- **Page text**:
[Begin]
Don’t overthink. Just try it!

Fabrice K.E.M
Glowing Bulb
Published in
5 min readApr 4, 2023

Here I am, in front of a blank page. Nothing meaningful comes to mind. I’m simply pondering whether or not I’m capable of writing a book. What can I write about at the moment? How do people who write go about it? Am I intellectually qualified enough to do this? What makes this moment different from any other moment where the thought of writing emerged but the body never acted accordingly? Why do I feel like I’m blessed with a million questions? So many questions — where are the answers?

Yes, I guess you figured it out already. All of this was going through my head as I was typing. You can trust my words; I can’t describe the feeling. Though it’s a good feeling, it’s also very relaxing. I wonder how every writer feels about it and goes about it. The empowering and symbiotic aspects of writing and thinking all at once make me feel just right.

Wow! I’ve just got consciously aware of it. Did you see I wrote two paragraphs already? No kidding! Let me see what in the world I just wrote.
[End]
- **Brief**: Can you extend the essay about getting past hesitation to write, starting right after its final sentence?

- **Dataset rows**:
[Begin]
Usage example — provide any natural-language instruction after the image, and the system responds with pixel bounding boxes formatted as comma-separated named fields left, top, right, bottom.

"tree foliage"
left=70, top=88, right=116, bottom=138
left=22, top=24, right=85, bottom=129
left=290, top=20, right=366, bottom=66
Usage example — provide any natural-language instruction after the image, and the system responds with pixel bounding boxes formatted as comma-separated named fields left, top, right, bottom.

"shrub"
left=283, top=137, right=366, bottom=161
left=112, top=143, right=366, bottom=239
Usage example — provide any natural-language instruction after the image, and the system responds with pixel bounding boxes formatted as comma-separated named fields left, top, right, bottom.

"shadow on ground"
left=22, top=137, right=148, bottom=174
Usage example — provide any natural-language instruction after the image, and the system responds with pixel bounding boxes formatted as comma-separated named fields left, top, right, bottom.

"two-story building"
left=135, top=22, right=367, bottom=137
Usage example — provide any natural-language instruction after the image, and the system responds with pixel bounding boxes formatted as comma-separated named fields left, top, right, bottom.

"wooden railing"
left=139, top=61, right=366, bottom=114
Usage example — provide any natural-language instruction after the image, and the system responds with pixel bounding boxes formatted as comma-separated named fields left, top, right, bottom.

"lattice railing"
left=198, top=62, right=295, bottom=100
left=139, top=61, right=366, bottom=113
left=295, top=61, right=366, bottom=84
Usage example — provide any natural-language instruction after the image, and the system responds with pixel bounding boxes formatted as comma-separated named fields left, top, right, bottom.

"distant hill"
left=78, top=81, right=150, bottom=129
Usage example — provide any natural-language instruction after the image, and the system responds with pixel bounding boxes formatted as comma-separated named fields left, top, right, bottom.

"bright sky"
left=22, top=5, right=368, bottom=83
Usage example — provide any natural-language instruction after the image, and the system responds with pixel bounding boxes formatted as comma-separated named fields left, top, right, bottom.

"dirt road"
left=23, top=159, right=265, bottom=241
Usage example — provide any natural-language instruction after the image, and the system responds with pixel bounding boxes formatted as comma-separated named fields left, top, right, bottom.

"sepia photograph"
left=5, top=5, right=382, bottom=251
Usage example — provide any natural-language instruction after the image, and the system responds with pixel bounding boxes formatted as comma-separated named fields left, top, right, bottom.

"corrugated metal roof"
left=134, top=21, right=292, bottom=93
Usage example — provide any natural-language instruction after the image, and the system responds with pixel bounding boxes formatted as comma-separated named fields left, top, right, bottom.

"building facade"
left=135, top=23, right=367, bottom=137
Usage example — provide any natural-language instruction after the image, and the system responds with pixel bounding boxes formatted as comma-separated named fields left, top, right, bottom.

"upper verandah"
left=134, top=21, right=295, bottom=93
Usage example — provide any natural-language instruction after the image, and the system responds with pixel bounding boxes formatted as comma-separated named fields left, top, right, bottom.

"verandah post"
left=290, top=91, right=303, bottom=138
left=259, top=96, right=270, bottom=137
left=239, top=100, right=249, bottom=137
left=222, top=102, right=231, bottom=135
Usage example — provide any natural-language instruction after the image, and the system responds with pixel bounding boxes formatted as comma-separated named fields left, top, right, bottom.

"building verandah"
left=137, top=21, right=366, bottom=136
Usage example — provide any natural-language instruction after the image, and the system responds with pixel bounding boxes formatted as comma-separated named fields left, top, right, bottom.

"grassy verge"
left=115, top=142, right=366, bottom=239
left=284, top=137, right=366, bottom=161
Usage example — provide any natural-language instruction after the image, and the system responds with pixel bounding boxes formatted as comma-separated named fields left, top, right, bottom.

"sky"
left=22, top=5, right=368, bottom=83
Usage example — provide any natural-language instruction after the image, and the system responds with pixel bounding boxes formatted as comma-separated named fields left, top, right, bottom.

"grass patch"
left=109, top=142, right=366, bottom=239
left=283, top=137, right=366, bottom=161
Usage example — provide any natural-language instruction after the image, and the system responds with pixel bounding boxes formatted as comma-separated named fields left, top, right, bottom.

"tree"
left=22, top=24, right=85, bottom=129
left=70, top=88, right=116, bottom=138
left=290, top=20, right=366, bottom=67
[End]
[Begin]
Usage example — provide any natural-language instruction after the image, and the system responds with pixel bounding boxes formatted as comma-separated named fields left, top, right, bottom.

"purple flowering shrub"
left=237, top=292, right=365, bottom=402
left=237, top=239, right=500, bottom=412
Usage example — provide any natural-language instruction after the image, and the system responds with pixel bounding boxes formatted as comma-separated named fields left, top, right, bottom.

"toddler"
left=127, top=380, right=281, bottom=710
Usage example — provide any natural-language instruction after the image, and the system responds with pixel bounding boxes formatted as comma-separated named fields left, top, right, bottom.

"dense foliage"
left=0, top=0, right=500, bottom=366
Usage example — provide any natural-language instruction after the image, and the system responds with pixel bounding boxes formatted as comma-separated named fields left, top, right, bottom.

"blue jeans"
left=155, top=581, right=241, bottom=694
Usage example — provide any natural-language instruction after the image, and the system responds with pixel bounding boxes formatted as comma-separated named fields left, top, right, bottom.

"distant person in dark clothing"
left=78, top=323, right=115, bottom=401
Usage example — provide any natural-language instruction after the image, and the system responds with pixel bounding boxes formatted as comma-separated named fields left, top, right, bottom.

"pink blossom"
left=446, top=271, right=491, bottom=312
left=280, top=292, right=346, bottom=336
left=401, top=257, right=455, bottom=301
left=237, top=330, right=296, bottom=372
[End]
- **Written answer**:
Hmm… I read them, and honestly, it was too fast, strange, different, and more like someone else wrote them. I noticed there was all this imposing guilt when I read a word that did not sound right to me. On the other hand, it was completely engaging. My mind got into “how can I say this better” mode. So, I started editing a few words and sentences. Anytime I made a change, the meaning changed a bit. Some sound better, some do not, and for some, I can’t even tell. Gradually, it was becoming frustrating and more demanding on my literature knowledge. When I move upward to read something after I edit a section, it creates some sort of cascade editing effect. I have to change, read, and change, and it seems to take more time and more thinking than putting down the actual thoughts related to the overall topic. As if things couldn’t get any worse, I got an incoming notification on my device and had to decide whether or not to ignore it. You take a guess!

When I finally got back to the writing, I realized, Wait a minute! I stopped writing a couple minutes before even the distracting notification came in. Realizing that I also lost the actual moment, context, and ambiance that led me to write those paragraphs. So I spent a few more minutes trying to rewind myself into it. Get the inspiring moment back, which didn’t seem to be working. I know I was editing a section, but which one in particular? The idea was gone.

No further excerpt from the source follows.